[Instructions to follow]:
Display every line of the data below that contains the string "blue". Case counts.
— BEGIN Records to process —
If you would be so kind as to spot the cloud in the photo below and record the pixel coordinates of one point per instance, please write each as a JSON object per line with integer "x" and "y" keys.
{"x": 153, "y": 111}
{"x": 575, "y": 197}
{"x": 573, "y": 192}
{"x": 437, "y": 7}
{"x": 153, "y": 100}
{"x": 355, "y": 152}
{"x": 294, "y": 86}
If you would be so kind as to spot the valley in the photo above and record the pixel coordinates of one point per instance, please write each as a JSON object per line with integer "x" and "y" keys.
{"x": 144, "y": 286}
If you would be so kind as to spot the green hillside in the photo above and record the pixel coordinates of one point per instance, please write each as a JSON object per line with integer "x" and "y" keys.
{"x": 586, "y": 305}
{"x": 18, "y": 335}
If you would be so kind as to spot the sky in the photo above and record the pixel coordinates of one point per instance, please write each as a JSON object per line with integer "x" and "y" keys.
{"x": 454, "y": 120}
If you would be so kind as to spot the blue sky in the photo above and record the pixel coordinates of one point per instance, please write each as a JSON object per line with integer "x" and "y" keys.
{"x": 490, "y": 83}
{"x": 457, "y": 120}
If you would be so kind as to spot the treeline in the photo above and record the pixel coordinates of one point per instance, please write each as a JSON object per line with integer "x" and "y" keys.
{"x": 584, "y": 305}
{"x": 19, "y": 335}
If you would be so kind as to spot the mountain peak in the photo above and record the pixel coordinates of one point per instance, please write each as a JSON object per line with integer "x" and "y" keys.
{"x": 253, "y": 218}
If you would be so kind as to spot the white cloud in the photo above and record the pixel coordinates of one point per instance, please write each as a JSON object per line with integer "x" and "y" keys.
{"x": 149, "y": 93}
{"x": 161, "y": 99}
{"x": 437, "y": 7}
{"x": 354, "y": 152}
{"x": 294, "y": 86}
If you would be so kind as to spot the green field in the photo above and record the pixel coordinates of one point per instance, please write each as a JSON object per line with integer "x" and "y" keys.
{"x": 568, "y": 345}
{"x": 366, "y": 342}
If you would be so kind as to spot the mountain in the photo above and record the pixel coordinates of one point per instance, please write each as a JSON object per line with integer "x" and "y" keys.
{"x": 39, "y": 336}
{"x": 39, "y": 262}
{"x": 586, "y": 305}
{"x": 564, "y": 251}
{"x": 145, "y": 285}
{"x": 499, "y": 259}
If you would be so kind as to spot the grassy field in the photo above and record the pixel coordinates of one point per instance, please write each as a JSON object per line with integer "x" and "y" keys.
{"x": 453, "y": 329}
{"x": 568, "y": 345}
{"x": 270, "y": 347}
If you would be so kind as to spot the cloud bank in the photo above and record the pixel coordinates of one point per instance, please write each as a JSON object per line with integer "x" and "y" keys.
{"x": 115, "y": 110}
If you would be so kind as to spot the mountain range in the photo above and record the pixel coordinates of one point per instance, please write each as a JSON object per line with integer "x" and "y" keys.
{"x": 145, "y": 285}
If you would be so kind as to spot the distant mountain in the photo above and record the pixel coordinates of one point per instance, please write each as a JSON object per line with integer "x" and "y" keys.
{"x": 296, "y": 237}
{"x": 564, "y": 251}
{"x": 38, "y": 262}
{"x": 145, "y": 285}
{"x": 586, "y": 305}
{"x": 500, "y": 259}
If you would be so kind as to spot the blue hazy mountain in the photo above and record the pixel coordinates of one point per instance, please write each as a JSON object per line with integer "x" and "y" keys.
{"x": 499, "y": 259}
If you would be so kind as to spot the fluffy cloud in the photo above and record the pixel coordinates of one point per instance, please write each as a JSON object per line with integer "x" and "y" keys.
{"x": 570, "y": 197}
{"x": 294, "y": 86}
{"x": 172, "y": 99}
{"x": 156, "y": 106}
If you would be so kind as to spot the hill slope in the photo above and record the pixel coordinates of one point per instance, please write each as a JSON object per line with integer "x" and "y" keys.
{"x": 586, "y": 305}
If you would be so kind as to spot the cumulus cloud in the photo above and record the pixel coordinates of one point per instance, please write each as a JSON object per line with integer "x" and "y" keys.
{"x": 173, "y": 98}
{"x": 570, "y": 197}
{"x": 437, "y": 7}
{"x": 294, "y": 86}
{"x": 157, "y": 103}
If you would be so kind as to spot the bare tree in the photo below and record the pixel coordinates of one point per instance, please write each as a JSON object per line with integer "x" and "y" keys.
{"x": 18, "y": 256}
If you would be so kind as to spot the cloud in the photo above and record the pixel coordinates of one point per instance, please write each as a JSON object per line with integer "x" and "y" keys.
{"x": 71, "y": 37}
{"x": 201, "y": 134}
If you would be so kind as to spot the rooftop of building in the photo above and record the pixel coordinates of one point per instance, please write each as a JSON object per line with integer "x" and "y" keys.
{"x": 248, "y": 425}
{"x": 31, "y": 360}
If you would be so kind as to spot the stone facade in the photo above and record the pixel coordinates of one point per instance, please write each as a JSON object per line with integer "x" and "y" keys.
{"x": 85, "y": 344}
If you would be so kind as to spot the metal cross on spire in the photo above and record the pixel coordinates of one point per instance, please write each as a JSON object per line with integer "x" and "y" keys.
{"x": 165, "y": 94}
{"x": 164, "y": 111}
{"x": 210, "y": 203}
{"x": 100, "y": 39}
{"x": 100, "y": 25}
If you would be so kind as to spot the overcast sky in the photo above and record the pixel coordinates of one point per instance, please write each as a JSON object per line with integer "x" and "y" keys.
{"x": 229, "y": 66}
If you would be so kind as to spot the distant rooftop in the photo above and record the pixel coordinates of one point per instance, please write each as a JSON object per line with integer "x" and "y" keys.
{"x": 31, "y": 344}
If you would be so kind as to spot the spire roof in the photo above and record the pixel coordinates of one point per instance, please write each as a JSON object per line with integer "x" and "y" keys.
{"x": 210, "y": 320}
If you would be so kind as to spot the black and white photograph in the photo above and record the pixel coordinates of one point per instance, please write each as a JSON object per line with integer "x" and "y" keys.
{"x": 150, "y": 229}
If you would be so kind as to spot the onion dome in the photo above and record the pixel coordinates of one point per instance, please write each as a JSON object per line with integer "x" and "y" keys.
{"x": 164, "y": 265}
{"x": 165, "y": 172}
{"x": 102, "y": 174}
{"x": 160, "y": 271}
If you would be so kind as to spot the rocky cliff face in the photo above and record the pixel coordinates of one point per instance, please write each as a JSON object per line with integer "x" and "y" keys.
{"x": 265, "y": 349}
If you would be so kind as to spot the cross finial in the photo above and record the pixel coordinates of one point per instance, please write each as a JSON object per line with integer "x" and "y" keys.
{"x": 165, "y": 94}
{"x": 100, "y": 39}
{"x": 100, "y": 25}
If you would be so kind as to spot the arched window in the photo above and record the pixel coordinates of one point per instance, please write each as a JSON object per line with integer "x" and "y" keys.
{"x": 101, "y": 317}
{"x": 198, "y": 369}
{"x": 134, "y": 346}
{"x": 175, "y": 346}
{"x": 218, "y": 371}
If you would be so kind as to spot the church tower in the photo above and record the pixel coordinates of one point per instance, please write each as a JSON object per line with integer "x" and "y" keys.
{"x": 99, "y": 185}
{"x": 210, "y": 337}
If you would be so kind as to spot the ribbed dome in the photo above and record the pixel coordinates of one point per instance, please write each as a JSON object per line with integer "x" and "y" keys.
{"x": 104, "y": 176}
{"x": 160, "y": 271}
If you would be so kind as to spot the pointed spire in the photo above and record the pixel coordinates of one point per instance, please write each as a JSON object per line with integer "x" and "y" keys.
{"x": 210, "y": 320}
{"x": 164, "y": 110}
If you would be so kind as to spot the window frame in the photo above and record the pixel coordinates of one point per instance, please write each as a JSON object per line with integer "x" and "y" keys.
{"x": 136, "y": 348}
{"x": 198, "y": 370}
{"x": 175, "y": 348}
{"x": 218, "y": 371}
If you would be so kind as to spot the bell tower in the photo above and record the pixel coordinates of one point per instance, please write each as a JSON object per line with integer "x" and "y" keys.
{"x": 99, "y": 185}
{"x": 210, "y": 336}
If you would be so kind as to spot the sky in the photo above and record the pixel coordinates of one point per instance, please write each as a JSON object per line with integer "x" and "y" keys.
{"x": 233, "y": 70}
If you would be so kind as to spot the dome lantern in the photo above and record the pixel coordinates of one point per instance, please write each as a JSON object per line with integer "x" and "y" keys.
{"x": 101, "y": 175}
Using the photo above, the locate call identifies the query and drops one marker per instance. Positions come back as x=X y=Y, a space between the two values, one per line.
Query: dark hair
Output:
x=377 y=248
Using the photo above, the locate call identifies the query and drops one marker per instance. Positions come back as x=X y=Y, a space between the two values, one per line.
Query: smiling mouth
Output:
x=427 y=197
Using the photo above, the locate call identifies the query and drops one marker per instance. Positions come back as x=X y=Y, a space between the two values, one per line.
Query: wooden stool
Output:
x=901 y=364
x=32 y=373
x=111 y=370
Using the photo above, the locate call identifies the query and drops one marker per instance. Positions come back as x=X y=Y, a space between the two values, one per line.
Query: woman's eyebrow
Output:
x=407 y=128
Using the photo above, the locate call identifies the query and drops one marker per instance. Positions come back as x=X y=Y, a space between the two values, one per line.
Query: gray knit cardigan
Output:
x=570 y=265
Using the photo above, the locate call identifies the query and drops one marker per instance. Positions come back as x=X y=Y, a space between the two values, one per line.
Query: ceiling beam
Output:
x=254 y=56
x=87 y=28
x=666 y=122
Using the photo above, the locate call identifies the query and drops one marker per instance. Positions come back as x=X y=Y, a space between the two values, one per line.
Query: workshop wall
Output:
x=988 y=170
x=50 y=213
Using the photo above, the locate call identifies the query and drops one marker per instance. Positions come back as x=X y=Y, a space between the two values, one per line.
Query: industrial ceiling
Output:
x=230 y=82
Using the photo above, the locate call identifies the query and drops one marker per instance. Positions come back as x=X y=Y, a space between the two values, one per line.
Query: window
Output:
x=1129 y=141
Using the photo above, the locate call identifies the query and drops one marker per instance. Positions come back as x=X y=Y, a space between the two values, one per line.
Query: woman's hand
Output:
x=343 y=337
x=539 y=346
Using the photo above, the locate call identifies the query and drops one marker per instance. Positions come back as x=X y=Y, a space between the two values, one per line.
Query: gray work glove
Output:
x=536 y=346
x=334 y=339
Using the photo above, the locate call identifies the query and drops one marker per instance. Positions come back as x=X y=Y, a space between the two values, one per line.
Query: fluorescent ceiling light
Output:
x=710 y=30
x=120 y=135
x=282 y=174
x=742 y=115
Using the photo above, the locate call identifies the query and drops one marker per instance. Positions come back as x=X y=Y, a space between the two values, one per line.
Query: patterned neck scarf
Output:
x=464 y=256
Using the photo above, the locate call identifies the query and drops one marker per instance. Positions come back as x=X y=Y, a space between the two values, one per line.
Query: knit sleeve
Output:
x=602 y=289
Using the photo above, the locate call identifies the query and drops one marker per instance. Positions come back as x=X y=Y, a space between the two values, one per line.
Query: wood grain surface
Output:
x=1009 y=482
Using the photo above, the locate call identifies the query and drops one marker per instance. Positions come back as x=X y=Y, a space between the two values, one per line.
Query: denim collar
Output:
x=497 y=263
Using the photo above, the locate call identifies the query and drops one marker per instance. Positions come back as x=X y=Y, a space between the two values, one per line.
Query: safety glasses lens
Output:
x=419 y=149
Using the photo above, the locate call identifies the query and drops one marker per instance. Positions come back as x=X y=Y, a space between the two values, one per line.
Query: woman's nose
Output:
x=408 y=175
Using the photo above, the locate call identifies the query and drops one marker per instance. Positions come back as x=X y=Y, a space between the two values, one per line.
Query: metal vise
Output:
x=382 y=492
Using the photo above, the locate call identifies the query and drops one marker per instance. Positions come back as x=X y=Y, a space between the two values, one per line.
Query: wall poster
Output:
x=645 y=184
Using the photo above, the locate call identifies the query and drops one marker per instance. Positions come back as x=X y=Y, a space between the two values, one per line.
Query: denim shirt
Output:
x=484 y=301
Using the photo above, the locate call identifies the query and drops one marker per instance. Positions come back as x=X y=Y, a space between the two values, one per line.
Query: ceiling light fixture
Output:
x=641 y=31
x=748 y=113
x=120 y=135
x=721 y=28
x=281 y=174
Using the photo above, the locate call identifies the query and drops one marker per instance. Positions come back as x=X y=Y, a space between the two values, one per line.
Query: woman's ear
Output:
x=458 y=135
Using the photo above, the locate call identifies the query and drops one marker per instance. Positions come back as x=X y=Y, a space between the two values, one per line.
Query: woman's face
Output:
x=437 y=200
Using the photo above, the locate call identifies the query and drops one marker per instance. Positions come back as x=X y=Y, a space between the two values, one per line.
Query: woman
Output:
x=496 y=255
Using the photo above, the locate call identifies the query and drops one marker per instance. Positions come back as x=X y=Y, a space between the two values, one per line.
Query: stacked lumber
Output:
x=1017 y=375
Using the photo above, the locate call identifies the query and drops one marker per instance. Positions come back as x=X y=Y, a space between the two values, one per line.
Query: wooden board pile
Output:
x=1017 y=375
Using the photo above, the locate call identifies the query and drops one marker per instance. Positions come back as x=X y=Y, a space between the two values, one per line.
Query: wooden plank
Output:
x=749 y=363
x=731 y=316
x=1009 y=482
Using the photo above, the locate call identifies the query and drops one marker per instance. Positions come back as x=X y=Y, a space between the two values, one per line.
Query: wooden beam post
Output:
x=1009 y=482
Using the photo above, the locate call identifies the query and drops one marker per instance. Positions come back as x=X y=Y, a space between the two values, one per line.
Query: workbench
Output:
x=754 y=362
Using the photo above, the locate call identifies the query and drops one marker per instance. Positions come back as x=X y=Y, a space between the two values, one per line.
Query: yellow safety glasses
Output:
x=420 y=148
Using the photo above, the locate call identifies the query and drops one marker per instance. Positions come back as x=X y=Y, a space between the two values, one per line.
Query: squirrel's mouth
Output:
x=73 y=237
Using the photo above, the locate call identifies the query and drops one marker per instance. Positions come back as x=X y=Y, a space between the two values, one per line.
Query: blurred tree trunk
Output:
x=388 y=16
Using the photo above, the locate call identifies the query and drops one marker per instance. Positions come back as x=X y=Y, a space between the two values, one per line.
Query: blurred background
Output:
— END Records to process —
[Exercise answer]:
If you would be so kind as to spot the blue sky in the photo above and record the pixel coordinates of one point per instance, please write each as a JSON object per line with integer "x" and "y" keys.
If you would be so kind as to spot the blue hazy mountain in the photo above and record the pixel coordinates of one point per instance, please write each as a JSON object per line with integer "x" and "y" keys.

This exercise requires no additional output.